── Information given
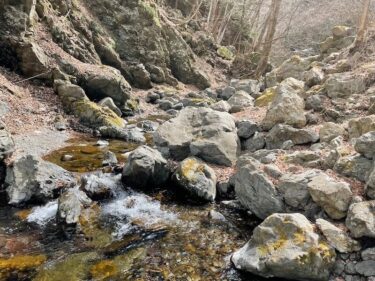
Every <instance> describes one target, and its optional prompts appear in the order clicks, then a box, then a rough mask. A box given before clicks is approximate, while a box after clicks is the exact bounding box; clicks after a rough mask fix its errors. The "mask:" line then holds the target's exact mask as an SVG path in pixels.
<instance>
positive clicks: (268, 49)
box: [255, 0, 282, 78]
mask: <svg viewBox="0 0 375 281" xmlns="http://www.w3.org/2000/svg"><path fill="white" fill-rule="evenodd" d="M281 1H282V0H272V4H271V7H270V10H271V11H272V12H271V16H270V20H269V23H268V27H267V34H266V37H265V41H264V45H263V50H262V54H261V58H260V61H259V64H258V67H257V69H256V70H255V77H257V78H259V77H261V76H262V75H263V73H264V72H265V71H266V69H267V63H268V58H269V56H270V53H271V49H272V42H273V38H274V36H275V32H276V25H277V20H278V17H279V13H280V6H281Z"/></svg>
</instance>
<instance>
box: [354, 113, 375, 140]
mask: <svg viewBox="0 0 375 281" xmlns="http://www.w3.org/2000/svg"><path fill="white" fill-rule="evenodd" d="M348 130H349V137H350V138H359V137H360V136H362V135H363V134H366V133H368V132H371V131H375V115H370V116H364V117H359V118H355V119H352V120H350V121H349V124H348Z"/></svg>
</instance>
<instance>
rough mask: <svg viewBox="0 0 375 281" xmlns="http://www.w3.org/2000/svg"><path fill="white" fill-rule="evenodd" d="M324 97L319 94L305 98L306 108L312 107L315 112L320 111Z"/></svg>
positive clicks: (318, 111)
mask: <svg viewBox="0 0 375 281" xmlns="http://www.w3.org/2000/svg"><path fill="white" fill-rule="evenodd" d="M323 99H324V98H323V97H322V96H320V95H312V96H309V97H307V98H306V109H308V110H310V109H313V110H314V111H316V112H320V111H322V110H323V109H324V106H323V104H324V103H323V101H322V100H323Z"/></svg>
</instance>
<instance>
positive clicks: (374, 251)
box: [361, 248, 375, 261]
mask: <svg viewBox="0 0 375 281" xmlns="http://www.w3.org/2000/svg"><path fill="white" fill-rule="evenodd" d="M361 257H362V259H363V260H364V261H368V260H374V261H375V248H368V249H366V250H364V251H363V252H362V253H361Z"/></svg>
────
── Information given
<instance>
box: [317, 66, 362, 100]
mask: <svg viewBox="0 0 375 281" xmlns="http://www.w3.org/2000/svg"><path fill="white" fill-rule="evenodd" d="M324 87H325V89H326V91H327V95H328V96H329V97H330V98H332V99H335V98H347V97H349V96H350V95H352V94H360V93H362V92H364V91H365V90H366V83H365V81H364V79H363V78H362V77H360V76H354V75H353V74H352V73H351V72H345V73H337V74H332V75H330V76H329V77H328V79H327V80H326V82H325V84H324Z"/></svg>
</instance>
────
Problem statement: Reproduce word for word the material above, beginning with the line that contains "Every <instance> describes" and ending with the line that contains "rough mask: <svg".

Answer section:
Every <instance> describes one target, and its optional prompts appear in the order clicks, then a box, then a rough mask. A box given before clicks is approximate, while a box after clicks is the exact bounding box; clicks after a rough mask fix its errors. The "mask:" line then holds the target's exact mask as an SVG path in pixels.
<instance>
positive clicks: (268, 49)
box: [255, 0, 282, 78]
mask: <svg viewBox="0 0 375 281" xmlns="http://www.w3.org/2000/svg"><path fill="white" fill-rule="evenodd" d="M281 1H282V0H272V4H271V7H270V10H271V11H272V12H271V16H270V20H269V23H268V27H267V34H266V37H265V41H264V45H263V50H262V54H261V58H260V61H259V64H258V67H257V69H256V70H255V77H257V78H259V77H261V76H262V75H263V73H264V72H265V71H266V69H267V63H268V58H269V56H270V53H271V49H272V42H273V38H274V36H275V32H276V25H277V20H278V17H279V13H280V6H281Z"/></svg>
</instance>
<instance>
box: [354, 113, 375, 140]
mask: <svg viewBox="0 0 375 281" xmlns="http://www.w3.org/2000/svg"><path fill="white" fill-rule="evenodd" d="M348 130H349V137H350V138H359V137H360V136H362V135H363V134H366V133H368V132H371V131H375V115H370V116H364V117H359V118H355V119H352V120H350V121H349V124H348Z"/></svg>
</instance>
<instance>
rough mask: <svg viewBox="0 0 375 281" xmlns="http://www.w3.org/2000/svg"><path fill="white" fill-rule="evenodd" d="M324 97L319 94L305 98L306 108L312 107L315 112L320 111Z"/></svg>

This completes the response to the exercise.